• **YOUR GOAL**
Repeat the listing below in full, exactly.

• **DATA EXTRACTS**
BEGIN
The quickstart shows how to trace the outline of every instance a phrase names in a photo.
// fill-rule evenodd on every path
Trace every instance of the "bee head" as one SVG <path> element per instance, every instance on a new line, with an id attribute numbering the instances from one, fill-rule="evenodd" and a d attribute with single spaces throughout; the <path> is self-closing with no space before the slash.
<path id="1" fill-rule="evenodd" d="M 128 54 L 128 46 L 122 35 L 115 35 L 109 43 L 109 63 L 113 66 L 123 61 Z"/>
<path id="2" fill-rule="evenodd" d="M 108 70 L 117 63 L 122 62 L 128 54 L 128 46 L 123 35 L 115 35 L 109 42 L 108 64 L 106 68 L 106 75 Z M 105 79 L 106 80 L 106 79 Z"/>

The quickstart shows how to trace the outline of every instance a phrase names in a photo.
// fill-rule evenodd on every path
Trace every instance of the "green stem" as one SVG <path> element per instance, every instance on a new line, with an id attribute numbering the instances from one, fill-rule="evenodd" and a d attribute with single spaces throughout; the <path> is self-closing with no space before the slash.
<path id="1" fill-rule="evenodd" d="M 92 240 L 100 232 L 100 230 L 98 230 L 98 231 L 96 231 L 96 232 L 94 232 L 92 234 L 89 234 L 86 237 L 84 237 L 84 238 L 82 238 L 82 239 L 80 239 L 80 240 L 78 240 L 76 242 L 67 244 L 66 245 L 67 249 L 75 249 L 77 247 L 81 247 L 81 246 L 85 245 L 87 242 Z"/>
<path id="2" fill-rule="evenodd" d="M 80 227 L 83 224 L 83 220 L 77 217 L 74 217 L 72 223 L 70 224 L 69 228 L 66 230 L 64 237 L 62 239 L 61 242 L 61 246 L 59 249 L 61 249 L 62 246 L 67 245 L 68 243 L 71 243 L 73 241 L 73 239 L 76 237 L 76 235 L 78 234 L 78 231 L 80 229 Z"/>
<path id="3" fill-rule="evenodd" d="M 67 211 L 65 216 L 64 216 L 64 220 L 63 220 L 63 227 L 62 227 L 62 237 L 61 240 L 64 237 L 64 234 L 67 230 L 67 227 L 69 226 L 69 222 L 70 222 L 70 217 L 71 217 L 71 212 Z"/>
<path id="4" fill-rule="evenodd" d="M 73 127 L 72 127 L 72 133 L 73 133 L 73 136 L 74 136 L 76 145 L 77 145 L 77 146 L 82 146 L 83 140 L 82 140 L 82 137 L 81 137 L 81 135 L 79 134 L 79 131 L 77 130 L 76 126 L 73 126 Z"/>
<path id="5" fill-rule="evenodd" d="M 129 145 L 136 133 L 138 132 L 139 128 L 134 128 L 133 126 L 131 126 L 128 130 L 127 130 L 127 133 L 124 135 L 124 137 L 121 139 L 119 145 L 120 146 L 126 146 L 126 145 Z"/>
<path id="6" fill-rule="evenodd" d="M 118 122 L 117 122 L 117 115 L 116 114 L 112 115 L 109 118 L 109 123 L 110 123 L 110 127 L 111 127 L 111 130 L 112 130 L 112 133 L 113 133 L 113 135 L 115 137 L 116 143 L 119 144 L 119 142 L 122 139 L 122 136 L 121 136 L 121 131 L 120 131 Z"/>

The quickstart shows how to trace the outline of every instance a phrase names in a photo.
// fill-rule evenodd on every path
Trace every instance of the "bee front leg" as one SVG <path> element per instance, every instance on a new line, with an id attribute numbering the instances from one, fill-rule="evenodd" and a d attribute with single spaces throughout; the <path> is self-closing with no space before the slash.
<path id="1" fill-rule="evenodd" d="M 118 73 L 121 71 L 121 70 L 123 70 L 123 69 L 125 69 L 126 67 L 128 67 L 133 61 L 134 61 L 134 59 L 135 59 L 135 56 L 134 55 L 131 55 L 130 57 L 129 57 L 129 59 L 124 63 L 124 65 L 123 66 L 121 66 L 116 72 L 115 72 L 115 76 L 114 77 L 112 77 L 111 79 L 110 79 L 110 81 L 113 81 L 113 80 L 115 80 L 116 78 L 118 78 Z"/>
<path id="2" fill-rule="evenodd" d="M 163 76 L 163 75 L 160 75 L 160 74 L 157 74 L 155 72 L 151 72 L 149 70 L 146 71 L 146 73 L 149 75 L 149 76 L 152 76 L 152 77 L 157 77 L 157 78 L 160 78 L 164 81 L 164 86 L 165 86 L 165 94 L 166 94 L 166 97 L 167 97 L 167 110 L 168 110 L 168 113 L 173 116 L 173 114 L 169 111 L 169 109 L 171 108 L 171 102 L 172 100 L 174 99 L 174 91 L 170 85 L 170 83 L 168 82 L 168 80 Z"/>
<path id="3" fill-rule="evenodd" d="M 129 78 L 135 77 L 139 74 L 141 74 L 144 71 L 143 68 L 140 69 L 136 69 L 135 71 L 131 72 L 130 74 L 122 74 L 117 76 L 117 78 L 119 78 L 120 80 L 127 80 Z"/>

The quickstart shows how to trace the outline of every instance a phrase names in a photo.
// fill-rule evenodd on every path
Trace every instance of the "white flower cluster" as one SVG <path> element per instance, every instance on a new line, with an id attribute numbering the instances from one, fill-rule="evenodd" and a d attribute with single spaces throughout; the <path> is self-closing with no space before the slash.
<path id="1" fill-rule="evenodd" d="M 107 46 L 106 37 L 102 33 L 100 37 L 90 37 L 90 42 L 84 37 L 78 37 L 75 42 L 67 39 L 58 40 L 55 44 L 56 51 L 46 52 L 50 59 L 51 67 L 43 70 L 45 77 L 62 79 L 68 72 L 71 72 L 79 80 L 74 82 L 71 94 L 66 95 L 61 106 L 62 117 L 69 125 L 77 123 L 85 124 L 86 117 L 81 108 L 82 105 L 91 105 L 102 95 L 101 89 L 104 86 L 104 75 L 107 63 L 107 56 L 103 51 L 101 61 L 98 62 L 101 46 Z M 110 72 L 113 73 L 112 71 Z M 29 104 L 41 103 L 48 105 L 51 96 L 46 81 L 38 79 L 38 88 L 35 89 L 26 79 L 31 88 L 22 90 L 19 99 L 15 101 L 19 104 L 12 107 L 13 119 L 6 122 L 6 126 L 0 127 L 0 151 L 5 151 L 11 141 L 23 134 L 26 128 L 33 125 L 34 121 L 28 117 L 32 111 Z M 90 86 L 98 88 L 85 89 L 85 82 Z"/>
END
• **COMPLETED TASK**
The quickstart shows how to trace the outline of every instance a phrase names in a photo.
// fill-rule evenodd on every path
Trace every instance of the "bee head" as one SVG <path> element per instance, every instance on a new line, with an id attribute numbering the instances from one, fill-rule="evenodd" and a d attribute with single spaces throughout; the <path> is self-closing with no space before the slash.
<path id="1" fill-rule="evenodd" d="M 128 54 L 128 46 L 122 35 L 115 35 L 109 43 L 109 63 L 113 66 L 123 61 Z"/>
<path id="2" fill-rule="evenodd" d="M 108 70 L 117 63 L 122 62 L 128 54 L 128 46 L 123 35 L 115 35 L 109 42 L 108 64 L 106 68 L 106 75 Z M 105 79 L 106 80 L 106 79 Z"/>

The quickstart shows how to trace the outline of every instance a phrase names in a photo.
// fill-rule evenodd on every path
Trace every instance of the "green stem" as one SVG <path> element per instance, every instance on a new line, with an id attribute numbering the instances from one, fill-rule="evenodd" and a d attribute with single spaces throughout; the <path> is self-closing with no space before the slash.
<path id="1" fill-rule="evenodd" d="M 92 240 L 100 232 L 100 230 L 98 230 L 98 231 L 96 231 L 96 232 L 94 232 L 92 234 L 89 234 L 86 237 L 84 237 L 84 238 L 82 238 L 82 239 L 80 239 L 80 240 L 78 240 L 76 242 L 67 244 L 66 245 L 67 249 L 75 249 L 77 247 L 81 247 L 81 246 L 85 245 L 87 242 Z"/>
<path id="2" fill-rule="evenodd" d="M 80 227 L 83 224 L 83 220 L 77 217 L 74 217 L 72 223 L 70 224 L 69 228 L 66 230 L 64 237 L 62 239 L 61 242 L 61 246 L 59 249 L 61 249 L 62 246 L 67 245 L 68 243 L 71 243 L 73 241 L 73 239 L 76 237 L 76 235 L 78 234 L 78 231 L 80 229 Z"/>
<path id="3" fill-rule="evenodd" d="M 67 211 L 65 216 L 64 216 L 64 220 L 63 220 L 63 227 L 62 227 L 62 237 L 61 240 L 64 237 L 64 234 L 67 230 L 67 227 L 69 226 L 69 222 L 70 222 L 70 217 L 71 217 L 71 212 Z"/>
<path id="4" fill-rule="evenodd" d="M 73 127 L 72 127 L 72 133 L 73 133 L 73 136 L 74 136 L 76 145 L 77 145 L 77 146 L 82 146 L 83 140 L 82 140 L 82 137 L 81 137 L 81 135 L 79 134 L 79 131 L 77 130 L 76 126 L 73 126 Z"/>
<path id="5" fill-rule="evenodd" d="M 129 145 L 136 133 L 138 132 L 139 128 L 134 128 L 133 126 L 131 126 L 128 130 L 127 130 L 127 133 L 124 135 L 124 137 L 121 139 L 119 145 L 120 146 L 126 146 L 126 145 Z"/>
<path id="6" fill-rule="evenodd" d="M 118 122 L 117 122 L 117 115 L 116 114 L 112 115 L 109 118 L 109 123 L 110 123 L 110 127 L 111 127 L 111 130 L 112 130 L 112 133 L 113 133 L 113 135 L 115 137 L 116 143 L 119 144 L 119 142 L 122 139 L 122 136 L 121 136 L 121 131 L 120 131 Z"/>

The quickstart shows how to trace the outline of every instance a phrase names in a photo.
// fill-rule evenodd on every path
Trace every instance of the "bee front leg" as one SVG <path> element per instance, every instance on a new line, with an id attribute numbering the instances from one, fill-rule="evenodd" and a d attribute with single spaces throughout; the <path> is self-closing with no space before the slash.
<path id="1" fill-rule="evenodd" d="M 118 73 L 121 71 L 121 70 L 123 70 L 123 69 L 125 69 L 126 67 L 128 67 L 133 61 L 134 61 L 134 59 L 135 59 L 135 56 L 134 55 L 131 55 L 130 57 L 129 57 L 129 59 L 124 63 L 124 65 L 123 66 L 121 66 L 116 72 L 115 72 L 115 76 L 114 77 L 112 77 L 111 79 L 110 79 L 110 81 L 113 81 L 113 80 L 115 80 L 116 78 L 118 78 Z"/>
<path id="2" fill-rule="evenodd" d="M 163 76 L 163 75 L 160 75 L 160 74 L 157 74 L 155 72 L 151 72 L 149 70 L 146 71 L 146 73 L 149 75 L 149 76 L 152 76 L 152 77 L 157 77 L 157 78 L 160 78 L 164 81 L 164 86 L 165 86 L 165 94 L 166 94 L 166 97 L 167 97 L 167 110 L 168 110 L 168 113 L 173 116 L 173 114 L 169 111 L 169 109 L 171 108 L 171 102 L 172 100 L 174 99 L 174 91 L 170 85 L 170 83 L 168 82 L 168 80 Z"/>
<path id="3" fill-rule="evenodd" d="M 129 78 L 135 77 L 139 74 L 141 74 L 144 71 L 143 68 L 140 69 L 136 69 L 135 71 L 131 72 L 130 74 L 122 74 L 117 76 L 117 78 L 119 78 L 120 80 L 127 80 Z"/>

The quickstart shows how to trace the outline of every instance a phrase names in a photo.
// fill-rule evenodd on every path
Trace every instance of the "white flower cluster" as one SVG <path> element per instance, every instance on a new line, with an id attribute numbering the instances from one, fill-rule="evenodd" and a d attribute with single spaces throughout; the <path> is self-closing with no space before the slash.
<path id="1" fill-rule="evenodd" d="M 107 46 L 106 37 L 102 33 L 100 37 L 90 37 L 90 42 L 84 37 L 78 37 L 75 42 L 67 39 L 58 40 L 55 44 L 56 51 L 46 52 L 50 59 L 51 67 L 43 70 L 45 77 L 62 79 L 68 72 L 71 72 L 79 80 L 74 82 L 71 94 L 66 95 L 61 106 L 62 117 L 69 125 L 77 123 L 85 124 L 86 117 L 81 108 L 82 105 L 91 105 L 102 95 L 101 89 L 104 86 L 104 75 L 107 63 L 107 56 L 103 51 L 101 61 L 98 62 L 101 46 Z M 110 72 L 113 73 L 112 71 Z M 29 104 L 41 103 L 48 105 L 51 96 L 46 81 L 38 79 L 38 88 L 35 89 L 26 79 L 31 88 L 22 90 L 19 99 L 15 101 L 19 104 L 12 107 L 13 119 L 6 122 L 6 126 L 0 127 L 0 151 L 5 151 L 11 141 L 23 134 L 26 128 L 33 125 L 34 121 L 28 117 L 32 111 Z M 90 86 L 98 88 L 85 89 L 85 82 Z"/>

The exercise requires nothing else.